## Work instructions
Render every line of the records below as a Markdown table with two columns, Row and Line, numbering the rows in order. Skip blank lines, and leave the pictures out of your answer.

[Rows from a box labeling dataset]
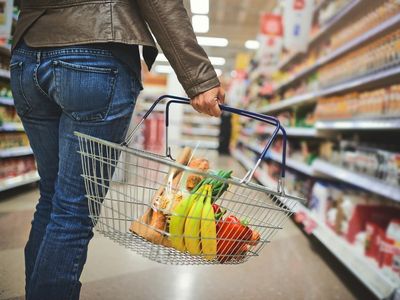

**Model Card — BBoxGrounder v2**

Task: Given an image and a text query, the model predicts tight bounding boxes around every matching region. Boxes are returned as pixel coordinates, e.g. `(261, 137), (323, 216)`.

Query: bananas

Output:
(200, 186), (217, 260)
(169, 187), (204, 252)
(185, 185), (210, 255)
(169, 184), (217, 260)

## Result for this exercise
| Row | Line |
|---|---|
| 1 | **Model Card — BBoxGrounder v2** |
| 2 | Task: Given an image and a text query, the model predicts tight bounding boxes around every matching region. Boxes are returned as pixel coordinates, e.g. `(261, 137), (323, 216)`. |
| 3 | Query: bananas |
| 4 | Output: |
| 5 | (200, 186), (217, 260) |
| 6 | (169, 187), (204, 252) |
| 7 | (185, 185), (210, 255) |
| 8 | (169, 184), (217, 260) |